## EXERCISE PROMPT
Starting at the line that has "Pass-network tagging: label the soil" and stopping after the line that has "22), (77, 22)]", write out those lines of the material below with "dot" switched to "point" and everything else left as it is.

Location annotation dataset excerpts:
* start *

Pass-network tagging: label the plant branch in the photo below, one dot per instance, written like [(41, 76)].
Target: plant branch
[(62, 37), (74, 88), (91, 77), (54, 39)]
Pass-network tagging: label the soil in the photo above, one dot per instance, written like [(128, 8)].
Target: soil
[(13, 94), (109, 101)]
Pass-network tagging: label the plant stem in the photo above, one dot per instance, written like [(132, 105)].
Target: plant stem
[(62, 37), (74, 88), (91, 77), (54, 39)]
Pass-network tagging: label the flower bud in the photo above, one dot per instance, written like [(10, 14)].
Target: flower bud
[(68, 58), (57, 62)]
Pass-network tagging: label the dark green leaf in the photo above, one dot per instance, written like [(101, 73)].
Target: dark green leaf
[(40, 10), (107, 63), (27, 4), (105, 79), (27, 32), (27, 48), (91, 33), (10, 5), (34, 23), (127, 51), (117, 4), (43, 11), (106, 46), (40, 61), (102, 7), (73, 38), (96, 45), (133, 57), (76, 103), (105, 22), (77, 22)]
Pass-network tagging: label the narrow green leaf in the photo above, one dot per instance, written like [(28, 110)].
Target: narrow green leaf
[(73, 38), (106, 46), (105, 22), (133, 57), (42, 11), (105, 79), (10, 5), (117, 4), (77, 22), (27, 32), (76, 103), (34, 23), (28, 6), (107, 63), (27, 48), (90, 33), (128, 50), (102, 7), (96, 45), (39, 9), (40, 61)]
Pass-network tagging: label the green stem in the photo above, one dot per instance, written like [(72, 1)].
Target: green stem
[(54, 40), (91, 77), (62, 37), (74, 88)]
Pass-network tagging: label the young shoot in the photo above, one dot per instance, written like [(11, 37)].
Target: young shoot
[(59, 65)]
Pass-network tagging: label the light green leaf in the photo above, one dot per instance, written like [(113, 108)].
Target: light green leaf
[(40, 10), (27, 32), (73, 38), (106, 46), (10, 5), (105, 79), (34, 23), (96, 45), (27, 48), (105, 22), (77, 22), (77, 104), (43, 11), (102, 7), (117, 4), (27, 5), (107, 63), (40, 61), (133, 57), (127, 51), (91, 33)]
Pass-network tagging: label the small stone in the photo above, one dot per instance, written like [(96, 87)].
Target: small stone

* end *

## WORKED ANSWER
Pass-network tagging: label the soil in the photo above, one point per instance, written like [(128, 8)].
Target: soil
[(13, 94), (109, 101)]
Pass-network tagging: label the plant stem in the photo above, one point per instance, written like [(132, 105)].
Target: plant stem
[(62, 37), (74, 88), (91, 77), (54, 39)]
Pass-network tagging: label the flower bud in the photo above, one point per instance, written like [(10, 14)].
Target: flower bud
[(68, 58), (57, 62)]
Pass-network tagging: label the dark green leaf in the photo above, one point per instance, written like [(101, 73)].
Target: dark green leaf
[(40, 10), (107, 63), (27, 4), (105, 79), (27, 32), (27, 48), (91, 33), (10, 5), (34, 23), (127, 51), (117, 4), (43, 11), (106, 46), (40, 61), (102, 7), (73, 38), (96, 45), (133, 57), (76, 103), (105, 22), (77, 22)]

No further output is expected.